■ CHALLENGE ■
Return all of the data exactly as given.

■ PROVIDED RECORDS ■
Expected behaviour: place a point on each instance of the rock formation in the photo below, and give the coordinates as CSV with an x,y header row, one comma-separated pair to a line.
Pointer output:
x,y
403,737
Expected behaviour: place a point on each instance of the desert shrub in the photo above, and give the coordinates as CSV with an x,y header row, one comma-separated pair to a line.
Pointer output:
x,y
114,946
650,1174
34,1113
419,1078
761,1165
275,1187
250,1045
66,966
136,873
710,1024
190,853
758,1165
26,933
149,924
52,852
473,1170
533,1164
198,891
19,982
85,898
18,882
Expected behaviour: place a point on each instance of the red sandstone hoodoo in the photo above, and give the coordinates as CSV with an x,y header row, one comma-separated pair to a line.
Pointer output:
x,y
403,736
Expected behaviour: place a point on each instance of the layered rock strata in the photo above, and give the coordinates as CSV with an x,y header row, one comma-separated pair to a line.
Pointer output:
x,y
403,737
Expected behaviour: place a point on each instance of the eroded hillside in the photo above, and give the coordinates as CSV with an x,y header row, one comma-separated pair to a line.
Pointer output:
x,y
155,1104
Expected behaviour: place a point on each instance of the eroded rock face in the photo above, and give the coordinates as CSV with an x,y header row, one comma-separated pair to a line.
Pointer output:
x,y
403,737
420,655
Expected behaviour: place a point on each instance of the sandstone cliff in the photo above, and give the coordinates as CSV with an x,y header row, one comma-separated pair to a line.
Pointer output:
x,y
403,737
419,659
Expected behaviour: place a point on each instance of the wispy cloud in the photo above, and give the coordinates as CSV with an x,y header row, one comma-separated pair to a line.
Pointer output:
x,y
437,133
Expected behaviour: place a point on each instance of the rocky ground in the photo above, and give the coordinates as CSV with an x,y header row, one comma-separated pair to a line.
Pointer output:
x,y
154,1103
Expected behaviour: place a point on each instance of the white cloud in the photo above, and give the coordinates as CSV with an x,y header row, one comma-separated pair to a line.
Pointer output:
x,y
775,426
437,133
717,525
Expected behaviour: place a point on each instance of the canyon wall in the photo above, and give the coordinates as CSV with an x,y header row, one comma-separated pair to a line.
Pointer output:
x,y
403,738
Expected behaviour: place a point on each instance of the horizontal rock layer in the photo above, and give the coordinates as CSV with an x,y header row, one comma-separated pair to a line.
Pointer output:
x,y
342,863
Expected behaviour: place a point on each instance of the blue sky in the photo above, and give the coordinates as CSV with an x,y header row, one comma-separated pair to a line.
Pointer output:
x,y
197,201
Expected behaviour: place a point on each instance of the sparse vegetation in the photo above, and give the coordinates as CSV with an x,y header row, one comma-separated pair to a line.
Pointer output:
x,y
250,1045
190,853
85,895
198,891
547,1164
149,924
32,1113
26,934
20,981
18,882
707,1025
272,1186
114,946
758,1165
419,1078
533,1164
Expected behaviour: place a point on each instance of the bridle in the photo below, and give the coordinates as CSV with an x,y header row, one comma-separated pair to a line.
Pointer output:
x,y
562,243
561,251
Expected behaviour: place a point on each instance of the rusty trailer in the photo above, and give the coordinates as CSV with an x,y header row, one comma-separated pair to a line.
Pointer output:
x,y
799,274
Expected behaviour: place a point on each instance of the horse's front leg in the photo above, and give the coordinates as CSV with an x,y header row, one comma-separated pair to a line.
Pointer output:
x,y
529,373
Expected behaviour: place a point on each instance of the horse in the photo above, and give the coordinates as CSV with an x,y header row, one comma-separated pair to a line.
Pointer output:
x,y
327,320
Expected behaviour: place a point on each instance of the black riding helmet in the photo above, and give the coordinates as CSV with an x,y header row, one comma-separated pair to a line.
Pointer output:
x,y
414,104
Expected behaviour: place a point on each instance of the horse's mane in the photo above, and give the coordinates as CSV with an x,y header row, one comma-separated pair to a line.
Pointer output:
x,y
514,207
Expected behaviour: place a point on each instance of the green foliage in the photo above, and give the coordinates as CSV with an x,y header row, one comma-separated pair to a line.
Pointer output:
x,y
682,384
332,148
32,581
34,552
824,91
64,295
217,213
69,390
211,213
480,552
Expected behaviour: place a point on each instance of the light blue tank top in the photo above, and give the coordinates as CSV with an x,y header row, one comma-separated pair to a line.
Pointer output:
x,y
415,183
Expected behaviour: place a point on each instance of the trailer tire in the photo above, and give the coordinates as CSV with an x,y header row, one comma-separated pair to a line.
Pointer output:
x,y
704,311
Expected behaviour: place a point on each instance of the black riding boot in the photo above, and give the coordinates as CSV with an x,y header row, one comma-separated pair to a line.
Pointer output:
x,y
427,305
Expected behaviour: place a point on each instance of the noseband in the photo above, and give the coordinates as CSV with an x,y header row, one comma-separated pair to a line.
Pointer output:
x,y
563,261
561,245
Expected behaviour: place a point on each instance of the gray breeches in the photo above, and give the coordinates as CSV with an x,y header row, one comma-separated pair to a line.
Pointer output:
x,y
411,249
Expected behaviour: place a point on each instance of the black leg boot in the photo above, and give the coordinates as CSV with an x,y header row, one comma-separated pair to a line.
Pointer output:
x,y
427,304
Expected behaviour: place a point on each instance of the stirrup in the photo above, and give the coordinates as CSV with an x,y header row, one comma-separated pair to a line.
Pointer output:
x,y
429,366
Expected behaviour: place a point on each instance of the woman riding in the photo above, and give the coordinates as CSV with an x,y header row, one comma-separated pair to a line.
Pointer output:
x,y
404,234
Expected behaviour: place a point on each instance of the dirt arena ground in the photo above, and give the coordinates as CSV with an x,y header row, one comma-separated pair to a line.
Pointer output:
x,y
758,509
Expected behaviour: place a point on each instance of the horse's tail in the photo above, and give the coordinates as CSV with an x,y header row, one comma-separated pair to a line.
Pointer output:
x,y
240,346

■ SOLVED EXERCISE ■
Expected behaviour: place a point on each instance of the rock formation in the photo below, and give the coordinates as CSV with an x,y header row, one comma-separated pair to a line.
Pointer output:
x,y
403,737
Expected behaviour: place a point on each instance of the desert shrub in the photo above, and give the coordinates as CSV with an x,y header row, one comma-separated pair to a line.
Pointer output:
x,y
114,946
650,1174
34,1113
419,1078
761,1165
275,1187
250,1045
66,966
136,873
710,1024
190,853
758,1165
26,933
149,924
52,852
473,1170
533,1164
198,891
19,982
85,898
18,882
Expected behaviour: place a point on each instance of the red sandstone hoodoo in the photo above, and give the coordinates as CSV with an x,y header row, one comma-separated pair to a line.
Pointer output:
x,y
403,736
Expected behaviour: place a point on each instance of the layered rock strata in the photo above, and give the coordinates as CSV with an x,y header row, one comma-separated pair to a line.
Pointer output:
x,y
403,737
Expected behaviour: place a point on each instance of the eroded hillside in the photo above, and give the coordinates as CSV with an x,y header row, one comma-separated pair to a line.
Pointer output:
x,y
155,1104
Expected behaviour: place a point on each instance of the eroded rock face in the photo above, and give the coordinates as CSV with an x,y header row, one comma-separated pair to a line.
Pointer output:
x,y
403,737
420,655
Expected behaviour: place a point on each instance of the sandstone cliff in the photo above, and give the coordinates as CSV with an x,y header row, one comma-separated pair to a line.
Pointer output:
x,y
403,737
419,659
Expected behaviour: place a point on each instance of the wispy cloud in the photo above, and give the coordinates as CSV with an x,y header row, one comma-separated pair to a line.
Pointer output:
x,y
437,133
Expected behaviour: place a point on each instance of the rocky ground in the photo above, and give the coordinates as CSV with an x,y header row, one comma-separated pair to a line.
Pointer output:
x,y
154,1103
Expected behaviour: place a point on each instance of the white cloud in the photo above, and give the coordinates as CSV with an x,y header row, one comma-separated pair to a line.
Pointer output:
x,y
775,426
437,133
717,525
Expected behaviour: place a point on each instance of the canyon wall in the photo above, and give the coordinates as CSV with an x,y header row, one comma-separated pair to a line.
Pointer output:
x,y
403,738
Expected behaviour: place a point on each instance of the horizontal rock layer in the photo above, and give the coordinates as CSV with an x,y header row, one comma-separated pair to a line.
Pointer output:
x,y
342,863
Expected behaviour: place a point on each instance of the blue sky in the photo above, and give the coordinates as CSV with an x,y header row, one comma-separated pair to a line.
Pointer output:
x,y
197,201
Expected behaviour: place a point on each instance of the sparse vegetation in the photo above, and give the coordinates as CSV with an x,y header row, one comma-separated pair to a line.
Pointer output:
x,y
250,1045
190,853
85,895
198,891
547,1164
149,924
32,1113
26,934
20,981
18,882
707,1025
272,1186
114,946
758,1165
419,1078
533,1164
Expected behaviour: place a point on each instance of the bridle in the photo below, and give the coordinates as CSV with an x,y header row, one comma-separated pair to a line.
Pointer output:
x,y
562,243
561,251
Expected behaviour: place a point on each instance of the rusty trailer in the photo above, and give the coordinates as CSV with an x,y header row, one comma-separated pair to a line.
Pointer output:
x,y
799,274
Expected behaviour: place a point on each instance of the horse's front leg in the photo above, and give the coordinates as CSV with an x,y header row, one comma-separated pair to a line.
Pointer output:
x,y
529,373
Expected behaviour: place a point on each instance of the horse in the photo above, and give the coordinates as CSV with an x,y header row, one comma-separated pair to a line.
Pointer output:
x,y
327,320
Expected behaviour: place a point on each instance of the black riding helmet in the photo above, and give the coordinates as CSV with an x,y header row, one comma-separated pair to a line.
Pointer output:
x,y
414,104
Expected behaviour: place a point on each instance of the horse's mane in the photo above, and give the coordinates as CSV with an x,y header row, one comma-separated pair to a line.
Pointer output:
x,y
514,207
Expected behaviour: place a point on each instance of the green foliage in the photo above, and give the coordinates as CSV with an x,y header row, one comma-separated pair to a line.
Pointer output:
x,y
682,384
332,148
32,581
34,552
824,91
64,295
217,213
69,390
211,213
480,552
Expected behaviour: place a point on each instance of the light blue tank top in the photo above, and give the coordinates as CSV with an x,y header row, one comma-separated pair to a line.
Pointer output:
x,y
415,183
Expected behaviour: place a point on each instance of the trailer tire in the photo above, and give the coordinates as CSV with an x,y header row, one comma-separated pair to a line.
Pointer output:
x,y
704,311
Expected behaviour: place a point on each instance of the black riding boot in the photo above, and give the coordinates as CSV with an x,y header row, one comma-separated pair to a line.
Pointer output:
x,y
427,305
Expected behaviour: place a point on each instance of the noseband in the photo above, and give the coordinates as CSV with an x,y header row, one comma-separated pair to a line.
Pointer output:
x,y
563,261
561,245
Expected behaviour: place a point on each instance of the gray breeches in the photo above, and give the coordinates as CSV with an x,y header row, one comma-separated pair to a line.
Pointer output:
x,y
411,249
Expected behaviour: place a point on each instance of the black leg boot in the photo above, and give the coordinates as CSV with an x,y header row, one comma-separated pair to a line.
Pointer output:
x,y
427,304
Expected behaviour: place a point on each instance of the stirrup in the photo above, and give the coordinates as CSV with an x,y header row, one comma-separated pair to a line.
Pointer output:
x,y
429,366
Expected behaviour: place a point on each instance of the woman riding in the photo above, and give the coordinates as CSV with an x,y header row, one comma-separated pair to a line.
Pointer output:
x,y
404,234
Expected behaviour: place a point on each instance of the dirt arena ground in the photo above, and give the coordinates as CSV with an x,y header row, one comma-separated pair to a line.
Pointer output:
x,y
758,509
Expected behaviour: place a point on each instance of the horse's tail in the photo above, and give the coordinates as CSV with an x,y header row, one comma-separated pair to a line.
Pointer output:
x,y
240,346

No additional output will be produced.